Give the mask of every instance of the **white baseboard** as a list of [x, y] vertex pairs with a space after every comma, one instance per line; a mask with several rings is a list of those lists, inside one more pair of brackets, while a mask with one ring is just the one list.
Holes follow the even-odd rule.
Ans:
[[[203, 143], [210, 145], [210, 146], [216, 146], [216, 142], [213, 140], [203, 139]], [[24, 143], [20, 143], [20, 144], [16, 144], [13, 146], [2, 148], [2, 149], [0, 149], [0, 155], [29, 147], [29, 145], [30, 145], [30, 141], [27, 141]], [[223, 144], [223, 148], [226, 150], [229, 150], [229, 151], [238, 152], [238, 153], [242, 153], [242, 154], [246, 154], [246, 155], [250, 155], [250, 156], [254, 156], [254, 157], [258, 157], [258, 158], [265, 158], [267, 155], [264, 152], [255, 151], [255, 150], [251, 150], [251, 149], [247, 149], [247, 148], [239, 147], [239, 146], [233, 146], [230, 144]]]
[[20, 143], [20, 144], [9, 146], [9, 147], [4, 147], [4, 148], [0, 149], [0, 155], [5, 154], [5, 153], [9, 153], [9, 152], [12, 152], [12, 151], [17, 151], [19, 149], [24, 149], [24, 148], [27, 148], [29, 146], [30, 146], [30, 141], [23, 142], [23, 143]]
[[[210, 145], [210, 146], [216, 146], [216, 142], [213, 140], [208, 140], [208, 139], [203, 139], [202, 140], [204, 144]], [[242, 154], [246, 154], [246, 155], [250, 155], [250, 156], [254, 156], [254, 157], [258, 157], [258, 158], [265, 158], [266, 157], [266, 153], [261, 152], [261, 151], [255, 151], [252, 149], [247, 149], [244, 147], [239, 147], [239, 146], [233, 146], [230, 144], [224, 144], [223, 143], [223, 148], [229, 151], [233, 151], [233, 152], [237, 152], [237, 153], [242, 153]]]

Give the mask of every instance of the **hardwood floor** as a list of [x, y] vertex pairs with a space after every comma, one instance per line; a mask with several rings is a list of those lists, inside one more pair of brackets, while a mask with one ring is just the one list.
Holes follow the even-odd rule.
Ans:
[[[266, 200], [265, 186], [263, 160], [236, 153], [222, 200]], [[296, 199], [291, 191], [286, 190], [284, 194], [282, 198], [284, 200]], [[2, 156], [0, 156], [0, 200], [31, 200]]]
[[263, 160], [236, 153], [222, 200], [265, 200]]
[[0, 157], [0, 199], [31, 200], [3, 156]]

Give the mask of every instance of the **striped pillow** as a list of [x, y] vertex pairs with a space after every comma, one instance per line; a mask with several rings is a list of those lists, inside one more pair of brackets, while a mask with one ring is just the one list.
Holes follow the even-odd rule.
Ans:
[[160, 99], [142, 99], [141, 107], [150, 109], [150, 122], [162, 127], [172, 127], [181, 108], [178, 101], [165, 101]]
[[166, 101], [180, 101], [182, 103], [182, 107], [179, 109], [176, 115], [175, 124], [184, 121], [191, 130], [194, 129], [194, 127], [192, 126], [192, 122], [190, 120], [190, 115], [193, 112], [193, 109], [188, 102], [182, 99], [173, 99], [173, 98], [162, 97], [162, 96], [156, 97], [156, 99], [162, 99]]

══════════

EXERCISE BRIEF - Copy every line above once more, precisely as it reads.

ANSWER FOR THE TASK -
Give the mask of every instance of the **white baseboard** as a list of [x, y] vertex pairs with a space after every comma, one instance per line; a mask with several rings is a list of those lists, inside one more pair of brackets, while a mask with one ring is just the one list.
Holes follow the even-odd rule.
Ans:
[[[203, 143], [210, 145], [210, 146], [216, 146], [216, 142], [213, 140], [203, 139]], [[24, 143], [20, 143], [20, 144], [16, 144], [13, 146], [2, 148], [2, 149], [0, 149], [0, 155], [29, 147], [29, 145], [30, 145], [30, 141], [27, 141]], [[223, 144], [223, 148], [226, 150], [229, 150], [229, 151], [238, 152], [238, 153], [242, 153], [242, 154], [246, 154], [246, 155], [250, 155], [250, 156], [254, 156], [254, 157], [258, 157], [258, 158], [265, 158], [267, 155], [264, 152], [255, 151], [255, 150], [251, 150], [251, 149], [247, 149], [247, 148], [239, 147], [239, 146], [233, 146], [230, 144]]]
[[20, 143], [20, 144], [9, 146], [9, 147], [4, 147], [4, 148], [0, 149], [0, 155], [5, 154], [5, 153], [9, 153], [9, 152], [12, 152], [12, 151], [17, 151], [19, 149], [24, 149], [24, 148], [27, 148], [29, 146], [30, 146], [30, 141], [23, 142], [23, 143]]
[[[210, 145], [210, 146], [216, 146], [216, 142], [213, 140], [208, 140], [208, 139], [203, 139], [202, 140], [204, 144]], [[242, 154], [246, 154], [246, 155], [250, 155], [250, 156], [254, 156], [254, 157], [258, 157], [258, 158], [265, 158], [266, 157], [266, 153], [261, 152], [261, 151], [255, 151], [252, 149], [247, 149], [244, 147], [239, 147], [239, 146], [233, 146], [230, 144], [224, 144], [223, 143], [223, 148], [229, 151], [233, 151], [233, 152], [237, 152], [237, 153], [242, 153]]]

Give the mask of every instance of the **hardwood floor** as a list of [x, y] vertex pairs with a space after every comma, one instance per line; a mask with several rings is a list of those lists, inside one more pair of brackets, while a mask with one ring is just the one list.
Holes follow the even-odd rule.
Ans:
[[[266, 200], [265, 186], [263, 160], [236, 153], [222, 200]], [[296, 199], [291, 191], [286, 190], [284, 194], [282, 198], [284, 200]], [[2, 156], [0, 156], [0, 200], [31, 200]]]
[[263, 160], [236, 153], [222, 200], [265, 200]]
[[0, 157], [0, 199], [31, 200], [3, 156]]

Give the mask of every instance of the **striped pillow** as a list of [x, y] vertex pairs with a space after every comma, one instance per line; a mask with several rings is a list of those lists, inside one more pair of brackets, while a mask with one ring is just the one list.
Holes follow the even-odd rule.
Ans:
[[160, 99], [142, 99], [141, 107], [150, 109], [150, 122], [162, 127], [172, 127], [181, 108], [178, 101], [165, 101]]
[[166, 101], [180, 101], [182, 103], [182, 107], [179, 109], [176, 115], [175, 124], [184, 121], [191, 130], [194, 129], [194, 127], [192, 126], [192, 122], [190, 120], [190, 115], [193, 112], [193, 109], [188, 102], [182, 99], [173, 99], [173, 98], [162, 97], [162, 96], [156, 97], [156, 99], [162, 99]]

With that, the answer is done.